Records for this exercise:
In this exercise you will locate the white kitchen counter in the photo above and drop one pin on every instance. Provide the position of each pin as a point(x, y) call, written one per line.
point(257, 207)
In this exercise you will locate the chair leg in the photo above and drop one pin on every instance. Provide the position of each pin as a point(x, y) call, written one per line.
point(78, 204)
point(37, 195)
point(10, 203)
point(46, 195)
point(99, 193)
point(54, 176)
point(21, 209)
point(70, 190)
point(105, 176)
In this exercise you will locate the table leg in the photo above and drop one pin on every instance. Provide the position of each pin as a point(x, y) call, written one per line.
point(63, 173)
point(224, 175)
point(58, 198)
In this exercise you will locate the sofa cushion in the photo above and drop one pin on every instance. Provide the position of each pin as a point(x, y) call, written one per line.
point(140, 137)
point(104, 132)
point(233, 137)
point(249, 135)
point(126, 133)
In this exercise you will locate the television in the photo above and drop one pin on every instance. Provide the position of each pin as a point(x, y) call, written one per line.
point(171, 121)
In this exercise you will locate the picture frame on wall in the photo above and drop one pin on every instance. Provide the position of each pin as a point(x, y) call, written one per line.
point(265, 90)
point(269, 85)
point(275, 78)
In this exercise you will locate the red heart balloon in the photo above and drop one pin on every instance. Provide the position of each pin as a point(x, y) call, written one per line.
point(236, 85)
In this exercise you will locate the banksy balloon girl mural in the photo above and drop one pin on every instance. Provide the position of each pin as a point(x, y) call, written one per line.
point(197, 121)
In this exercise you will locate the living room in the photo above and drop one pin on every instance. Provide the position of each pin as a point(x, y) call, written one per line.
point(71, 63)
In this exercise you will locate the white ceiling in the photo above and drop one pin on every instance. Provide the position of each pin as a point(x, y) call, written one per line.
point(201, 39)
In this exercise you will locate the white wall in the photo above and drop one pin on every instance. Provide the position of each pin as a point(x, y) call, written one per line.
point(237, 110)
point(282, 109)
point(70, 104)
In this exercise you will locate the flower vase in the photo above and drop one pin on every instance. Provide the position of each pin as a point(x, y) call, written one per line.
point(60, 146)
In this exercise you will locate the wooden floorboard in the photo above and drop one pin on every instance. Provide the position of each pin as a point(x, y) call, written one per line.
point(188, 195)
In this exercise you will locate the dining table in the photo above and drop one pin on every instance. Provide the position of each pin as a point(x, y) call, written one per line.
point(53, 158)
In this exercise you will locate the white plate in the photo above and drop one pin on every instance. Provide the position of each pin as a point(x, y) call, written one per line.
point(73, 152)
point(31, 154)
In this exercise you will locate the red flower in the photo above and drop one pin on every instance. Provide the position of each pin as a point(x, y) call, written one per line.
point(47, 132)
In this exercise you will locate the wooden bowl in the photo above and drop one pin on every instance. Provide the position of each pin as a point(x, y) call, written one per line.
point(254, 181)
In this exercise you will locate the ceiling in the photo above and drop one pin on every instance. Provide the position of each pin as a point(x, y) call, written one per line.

Requirement:
Rewrite the listing from the line with "In this exercise you will locate the banksy" through the line with "point(254, 181)", swapping every "pin" for "marker" and leaving all else as it stands.

Answer to the problem:
In this exercise you will locate the banksy balloon girl mural in the photo above and drop one marker on every instance. Provide the position of each marker as a point(x, y) call, written one per line.
point(197, 121)
In this exercise you will locate the living room in the photo above and drop one marker on every instance. Provide the position of each marker as a point(x, y) call, written one per line.
point(71, 63)
In this exercise you will locate the white ceiling in the photo above and drop one marker on every instance. Provide the position of each marker as a point(x, y) call, written one per line.
point(201, 39)
In this exercise you will locate the white wall in the photo above and drop one marker on every instance. Provide the position of each marker as a point(x, y) call, written one per line.
point(237, 110)
point(282, 109)
point(70, 104)
In this exercise you will locate the flower vase in the photo above and drop one marker on every instance. Provide the position of each marker as a point(x, y) call, written one per line.
point(60, 146)
In this exercise you will locate the wooden floorboard in the photo above and drop one marker on every instance. Provide the position of each marker as a point(x, y) call, written one per line.
point(188, 195)
In this exercise you will locate the dining table in the photo above and drop one marker on every instance. Provide the position of each marker as a point(x, y) call, written one per line.
point(53, 158)
In this exercise you will locate the white plate in the photo above and drop one marker on every instance. Provide the position of each marker as a point(x, y) call, written one per line.
point(73, 152)
point(31, 154)
In this exercise you will locate the red flower in the photo above and drop one marker on every instance. Provide the position of each marker as a point(x, y) call, written one per line.
point(47, 132)
In this exercise you will locate the wooden bowl in the photo above and drop one marker on every instance. Provide the position of each marker as a point(x, y) call, written one per line.
point(254, 181)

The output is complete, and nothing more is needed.